- _Goal_:
Every record below should be printed exactly as given.

- _Object pointing dataset rows_:
* * * *

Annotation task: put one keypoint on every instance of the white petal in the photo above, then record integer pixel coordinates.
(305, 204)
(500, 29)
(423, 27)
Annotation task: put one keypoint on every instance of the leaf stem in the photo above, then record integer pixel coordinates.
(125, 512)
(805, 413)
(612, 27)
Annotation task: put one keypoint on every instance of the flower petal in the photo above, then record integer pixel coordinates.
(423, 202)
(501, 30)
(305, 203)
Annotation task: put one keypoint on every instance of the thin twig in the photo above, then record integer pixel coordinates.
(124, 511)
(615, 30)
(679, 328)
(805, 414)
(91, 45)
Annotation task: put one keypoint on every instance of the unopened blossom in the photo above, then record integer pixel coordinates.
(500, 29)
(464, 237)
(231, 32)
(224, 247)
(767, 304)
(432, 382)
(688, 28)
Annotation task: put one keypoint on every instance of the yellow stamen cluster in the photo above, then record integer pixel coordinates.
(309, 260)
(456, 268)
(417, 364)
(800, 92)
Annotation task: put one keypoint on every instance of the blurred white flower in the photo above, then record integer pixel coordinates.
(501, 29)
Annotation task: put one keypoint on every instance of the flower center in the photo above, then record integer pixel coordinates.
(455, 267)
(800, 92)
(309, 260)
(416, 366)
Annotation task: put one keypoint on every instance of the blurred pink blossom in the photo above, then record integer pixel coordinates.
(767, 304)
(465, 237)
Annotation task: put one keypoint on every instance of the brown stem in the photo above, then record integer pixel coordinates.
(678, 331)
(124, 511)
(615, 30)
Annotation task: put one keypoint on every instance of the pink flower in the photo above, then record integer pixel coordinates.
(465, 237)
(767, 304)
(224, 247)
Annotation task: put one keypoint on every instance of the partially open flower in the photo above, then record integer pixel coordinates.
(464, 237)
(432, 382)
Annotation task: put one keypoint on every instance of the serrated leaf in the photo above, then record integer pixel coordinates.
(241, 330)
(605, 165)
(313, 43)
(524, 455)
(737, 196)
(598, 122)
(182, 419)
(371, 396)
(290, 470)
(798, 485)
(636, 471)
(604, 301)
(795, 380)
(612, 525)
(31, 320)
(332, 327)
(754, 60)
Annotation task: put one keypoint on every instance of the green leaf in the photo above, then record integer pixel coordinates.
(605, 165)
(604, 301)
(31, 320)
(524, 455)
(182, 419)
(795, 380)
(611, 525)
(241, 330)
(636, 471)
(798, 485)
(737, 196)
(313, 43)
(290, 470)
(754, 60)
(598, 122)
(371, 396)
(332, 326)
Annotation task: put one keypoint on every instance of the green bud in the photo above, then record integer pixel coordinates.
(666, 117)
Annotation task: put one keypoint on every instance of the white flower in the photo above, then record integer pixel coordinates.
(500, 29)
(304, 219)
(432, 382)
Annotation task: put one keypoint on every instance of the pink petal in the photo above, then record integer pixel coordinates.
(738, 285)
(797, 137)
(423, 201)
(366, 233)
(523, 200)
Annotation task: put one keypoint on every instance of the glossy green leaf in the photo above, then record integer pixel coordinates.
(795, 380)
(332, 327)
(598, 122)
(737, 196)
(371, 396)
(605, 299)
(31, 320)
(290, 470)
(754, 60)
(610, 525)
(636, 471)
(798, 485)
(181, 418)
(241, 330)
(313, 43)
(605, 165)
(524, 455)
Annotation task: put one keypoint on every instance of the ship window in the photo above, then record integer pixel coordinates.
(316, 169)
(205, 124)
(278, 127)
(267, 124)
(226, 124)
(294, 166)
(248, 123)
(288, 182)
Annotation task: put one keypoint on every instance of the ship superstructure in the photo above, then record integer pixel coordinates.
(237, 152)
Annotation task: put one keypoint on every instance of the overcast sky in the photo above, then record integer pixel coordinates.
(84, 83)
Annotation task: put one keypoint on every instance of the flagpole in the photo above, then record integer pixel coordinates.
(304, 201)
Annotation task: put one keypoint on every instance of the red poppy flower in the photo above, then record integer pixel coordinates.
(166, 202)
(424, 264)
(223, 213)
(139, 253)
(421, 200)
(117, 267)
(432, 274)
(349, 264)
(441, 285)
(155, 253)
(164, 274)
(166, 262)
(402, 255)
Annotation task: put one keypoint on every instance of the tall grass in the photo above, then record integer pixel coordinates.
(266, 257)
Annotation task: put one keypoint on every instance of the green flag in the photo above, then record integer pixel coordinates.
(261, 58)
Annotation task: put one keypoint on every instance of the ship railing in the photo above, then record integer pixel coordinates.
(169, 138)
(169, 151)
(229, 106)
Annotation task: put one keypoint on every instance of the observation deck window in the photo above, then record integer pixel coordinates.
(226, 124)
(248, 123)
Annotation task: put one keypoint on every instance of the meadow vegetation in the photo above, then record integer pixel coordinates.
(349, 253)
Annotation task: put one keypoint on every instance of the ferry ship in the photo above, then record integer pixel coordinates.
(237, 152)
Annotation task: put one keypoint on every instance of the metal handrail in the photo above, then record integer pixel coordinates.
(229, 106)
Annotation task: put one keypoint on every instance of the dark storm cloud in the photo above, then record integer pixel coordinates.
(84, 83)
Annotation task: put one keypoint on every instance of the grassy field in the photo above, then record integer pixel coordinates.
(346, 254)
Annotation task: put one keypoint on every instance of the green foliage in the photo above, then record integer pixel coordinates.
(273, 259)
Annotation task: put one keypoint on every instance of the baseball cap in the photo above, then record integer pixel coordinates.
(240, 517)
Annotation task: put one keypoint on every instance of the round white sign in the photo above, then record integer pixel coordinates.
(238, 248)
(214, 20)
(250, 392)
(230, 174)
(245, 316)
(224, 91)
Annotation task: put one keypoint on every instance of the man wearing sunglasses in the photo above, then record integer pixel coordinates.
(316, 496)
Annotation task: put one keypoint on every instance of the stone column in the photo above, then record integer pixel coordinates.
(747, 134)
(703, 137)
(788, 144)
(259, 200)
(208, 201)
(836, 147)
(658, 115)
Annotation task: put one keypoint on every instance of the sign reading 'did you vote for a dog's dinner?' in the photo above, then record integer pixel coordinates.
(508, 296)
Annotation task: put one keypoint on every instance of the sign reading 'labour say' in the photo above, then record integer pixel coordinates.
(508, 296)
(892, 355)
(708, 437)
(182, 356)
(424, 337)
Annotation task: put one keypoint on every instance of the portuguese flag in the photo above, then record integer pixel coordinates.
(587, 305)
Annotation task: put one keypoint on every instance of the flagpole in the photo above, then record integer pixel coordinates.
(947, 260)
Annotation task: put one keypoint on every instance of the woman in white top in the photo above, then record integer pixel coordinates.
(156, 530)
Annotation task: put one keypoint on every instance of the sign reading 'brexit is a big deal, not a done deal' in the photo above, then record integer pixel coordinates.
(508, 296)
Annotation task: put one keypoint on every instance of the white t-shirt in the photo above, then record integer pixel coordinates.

* * * *

- _Output for this task_:
Annotation task: put one keypoint on every instance of the white petal in the photo above, then record integer pixel coordinates.
(305, 204)
(500, 29)
(423, 27)
Annotation task: put one keypoint on every instance of the leaf stem in the photo above, then record integer pixel coordinates.
(125, 512)
(805, 413)
(612, 27)
Annotation task: put one keypoint on every instance of the flower petal in the photo above, then record integer pixel coordinates.
(423, 202)
(501, 30)
(305, 203)
Annotation task: put one keypoint on every instance of the thin twig in the photo above, then record integer pixel coordinates.
(124, 511)
(615, 30)
(679, 328)
(805, 414)
(91, 45)
Annotation task: put one keypoint on every instance of the unopened blossom in the photo above, then record integer pixel coordinates.
(500, 29)
(464, 237)
(231, 32)
(224, 247)
(767, 304)
(432, 382)
(688, 28)
Annotation task: put one keypoint on every instance of the yellow stamen cluster in the photo above, then record integer pixel coordinates.
(309, 260)
(456, 268)
(417, 364)
(800, 92)
Annotation task: put one keypoint on every instance of the blurred white flower in the photo above, then record integer pixel coordinates.
(501, 29)
Annotation task: put one keypoint on every instance of the flower center in the photo above, then record integer pixel coordinates.
(455, 267)
(800, 92)
(309, 260)
(416, 366)
Annotation task: put one keypoint on every instance of the blurred pink blossom in the photo above, then record integer pixel coordinates.
(767, 304)
(465, 237)
Annotation task: put one keypoint on every instance of the brown stem in the photo above, then record integer pixel coordinates.
(678, 331)
(124, 511)
(615, 30)
Annotation task: put one keypoint on every instance of the pink flower in the photo above, then record integer pixel coordinates.
(465, 237)
(767, 304)
(224, 247)
Annotation task: put one keypoint on every instance of the partially open flower in the photo above, then record integer pixel coordinates.
(464, 237)
(432, 382)
Annotation task: put one keypoint on every instance of the serrated leaf in the photo above, then record integer pixel coordinates.
(241, 330)
(605, 165)
(313, 43)
(524, 455)
(737, 196)
(598, 122)
(182, 419)
(371, 396)
(290, 470)
(798, 485)
(636, 471)
(604, 301)
(795, 380)
(612, 525)
(31, 320)
(332, 327)
(754, 60)
Annotation task: put one keypoint on every instance of the green leaf in the photo above, then record integer pixel coordinates.
(605, 165)
(604, 301)
(31, 320)
(524, 455)
(182, 419)
(795, 380)
(611, 525)
(241, 330)
(636, 471)
(798, 485)
(737, 196)
(313, 43)
(290, 470)
(754, 60)
(598, 122)
(371, 396)
(332, 326)
Annotation task: put one keypoint on every instance of the green bud in the photo above, then record integer pixel coordinates.
(666, 117)
Annotation task: put one keypoint on every instance of the white flower in the photo above, then record integer pixel coordinates.
(500, 29)
(304, 219)
(432, 382)
Annotation task: put one keypoint on every instance of the pink petal in the photo above, then record integer pixel coordinates.
(738, 285)
(797, 137)
(423, 201)
(366, 233)
(523, 200)
Annotation task: put one keypoint on every instance of the glossy green leaf in the photo above, then record integer pixel coordinates.
(795, 380)
(332, 327)
(598, 122)
(737, 196)
(371, 396)
(605, 299)
(31, 320)
(290, 470)
(754, 60)
(610, 525)
(636, 471)
(798, 485)
(181, 418)
(241, 330)
(313, 43)
(605, 165)
(524, 455)
Annotation task: put one keypoint on every instance of the ship window in the photo above, then record integer pixel coordinates.
(316, 169)
(205, 124)
(278, 127)
(267, 124)
(226, 124)
(294, 166)
(248, 123)
(288, 182)
Annotation task: put one keypoint on every instance of the ship superstructure in the photo above, then record integer pixel coordinates.
(237, 152)
Annotation task: put one keypoint on every instance of the overcast sky in the photo above, then record integer pixel coordinates.
(84, 83)
Annotation task: put one keypoint on every instance of the flagpole in the photo above, then record integer pixel coordinates.
(304, 201)
Annotation task: put one keypoint on every instance of the red poppy flower in the photo above, then record integer pixel coordinates.
(166, 202)
(424, 264)
(223, 213)
(139, 253)
(421, 200)
(117, 267)
(432, 274)
(349, 264)
(441, 285)
(155, 253)
(164, 274)
(166, 262)
(402, 255)
Annotation task: put one keypoint on every instance of the tall grass in the photo above, then record integer pixel coordinates.
(266, 257)
Annotation task: put one keypoint on every instance of the green flag in the photo above, then record integer pixel coordinates.
(261, 58)
Annotation task: put one keypoint on every instance of the ship railing in the photo above, then record integer pixel coordinates.
(169, 138)
(169, 151)
(229, 106)
Annotation task: put one keypoint on every instance of the observation deck window in the photo above, then record integer pixel coordinates.
(226, 124)
(248, 123)
Annotation task: put one keypoint on every instance of the meadow vegetation in the photo above, then record integer pixel coordinates.
(349, 253)
Annotation task: put one keypoint on every instance of the ferry ship in the photo above, then record integer pixel coordinates.
(237, 152)
Annotation task: put one keypoint on every instance of the metal handrail in the photo above, then record integer pixel coordinates.
(229, 106)
Annotation task: put one keypoint on every instance of the dark storm cloud in the photo above, then record integer pixel coordinates.
(84, 83)
Annotation task: put one keypoint on every instance of the grassy field in the photo above, then record integer pixel coordinates.
(346, 254)
Annotation task: put one keypoint on every instance of the green foliage in the photo above, then record integer pixel coordinates.
(273, 259)
Annotation task: put one keypoint on every instance of the baseball cap in the photo above, then record integer pixel coordinates.
(240, 517)
Annotation task: put one keypoint on every instance of the round white sign in the photo above, then record integer pixel coordinates.
(238, 248)
(214, 20)
(250, 392)
(230, 174)
(245, 316)
(224, 91)
Annotation task: put one keypoint on every instance of the man wearing sunglasses in the photo above, then record integer pixel coordinates.
(316, 496)
Annotation task: put one keypoint on every instance of the stone column in the photo above, then record integer pixel coordinates.
(747, 134)
(703, 137)
(788, 144)
(259, 200)
(208, 201)
(836, 147)
(658, 115)
Annotation task: put one keypoint on every instance of the sign reading 'did you vote for a dog's dinner?' in the photo above, then record integer pixel coordinates.
(508, 296)
Annotation task: put one keypoint on every instance of the sign reading 'labour say' in the photo above, then record integer pixel coordinates.
(508, 296)
(892, 355)
(708, 437)
(182, 356)
(424, 337)
Annotation task: put one keypoint on every instance of the portuguese flag in the photo above, then record integer pixel coordinates.
(587, 305)
Annotation task: put one keypoint on every instance of the flagpole in the photo above, then record integer pixel coordinates.
(947, 260)
Annotation task: put one keypoint on every instance of the woman in white top in the photo above, then record integer pixel coordinates.
(156, 530)
Annotation task: put one keypoint on every instance of the sign reading 'brexit is a big deal, not a done deal' in the photo above, then record integer pixel coordinates.
(508, 296)
Annotation task: put one keypoint on every instance of the white t-shirt in the photo above, then record integer pixel coordinates.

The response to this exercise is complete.